AIM. Write out, word for word, the passage of the Eagles game report below from "McNabb, who took" to "to the Bears.".

GIVEN TEXT.
<<<<

In truth, there were moments during those five successive years the Birds went to the playoffs earlier this decade when seasons hung in the balance, when blunders threatened to derail everything, when points were gift-wrapped for the opposition, more or less the way they were yesterday. Kicker David Akers, who was at the center of lots of the good things and the bad things that happened, invoked 2003. That was when Brian Westbrook's punt-return touchdown beat the Giants at the end of a miserable day, saving a season that eventually ended in the NFC Championship Game.
Finding a way to win has a way of softening sharp edges. Finding a way to win might really have been the biggest difference between those Eagles and the 2008 bunch, at least until the fourth-quarter shadows lengthened in Candlestick Park and the Birds rallied to save their season.
"The last few weeks we found ways to lose,'' said Correll Buckhalter, who played the game of his life filling in for injured Brian Westbrook, 93 rushing yards on 18 carries and seven catches for 85 yards, including a pair of huge screens on the drive for a field goal that finally put the visitors ahead for good. "Today, we found a way to win.''
We won't know for quite a while whether they saved their season for good or just for a few weeks, but make no mistake, they saved it. They are 3-3 with a week off to heal before hosting the Falcons, and Andy Reid is 9-0 the week following the bye. The Redskins and the Cowboys both lost yesterday, so the NFC East isn't running away from the Eagles just yet. It still might, but it hasn't yet; no coaches, quarterbacks or even kickers will be replaced down at NovaCare this week.
After Reid extolled his team's resilience, someone asked how happy he was with the overall afternoon, which saw the Birds blow a 17-6 lead into a 26-17 deficit to a now-2-4 team that had trouble lining up right all day; the 49ers were whistled for an even 10 penalties. San Francisco running back Frank Gore rolled for 101 yards on just 19 carries, and yet another tight end, Vernon Davis this time, led his team's receivers, with six catches for 75 yards.
"Well, listen now," Reid said. "Do we want to get some things better? Absolutely. We'll work on that as we go. I think you've seen how this league is. You look around this league and there's crazy games happening all over the place. You have to enjoy every one of them, and you have to expect a dogfight every week.''
Reid said he could sense the tide turning late in the third quarter, but none of his players could highlight a moment or a play that turned it.
"It was a long day at the office, but we kept on fighting. It feels great,'' Buckhalter said.
"We didn't lose our confidence at any point today. We wanted to make things happen in the third quarter, but really, we couldn't . . . In the fourth quarter, things fell into place for us,'' said McNabb, who completed 23 of 36 passes for 280 yards, a pair of touchdowns and an interception that tight end L.J. Smith gift-wrapped.
McNabb, who took over the franchise lead in passing attempts and yards from Ron Jaworski, might have staked his continued tenure on the players' meeting he called last Monday, after the Birds blew a 14-0 lead into a 23-17 loss to the Redskins, the week after giving away a 24-20 game to the Bears.
"I tried to relay the message all week, and I obviously tried to do that on the sideline, tried to motivate the guys - 'We're not losing this game; we're going to win this game, and we're going to make sure we do it together,' " McNabb said.

>>>>

DATA EXCERPT.
<<<<

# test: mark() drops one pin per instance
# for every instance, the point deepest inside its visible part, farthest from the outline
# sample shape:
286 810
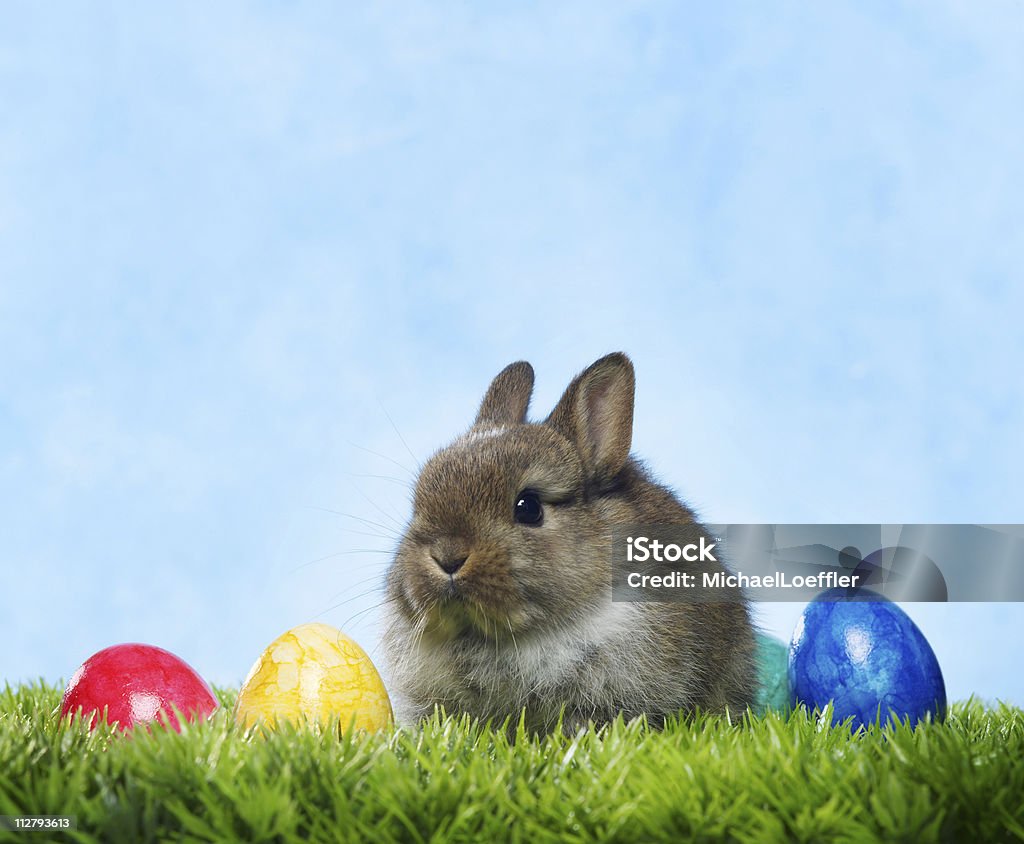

>>>>

REPLY.
McNabb, who took over the franchise lead in passing attempts and yards from Ron Jaworski, might have staked his continued tenure on the players' meeting he called last Monday, after the Birds blew a 14-0 lead into a 23-17 loss to the Redskins, the week after giving away a 24-20 game to the Bears.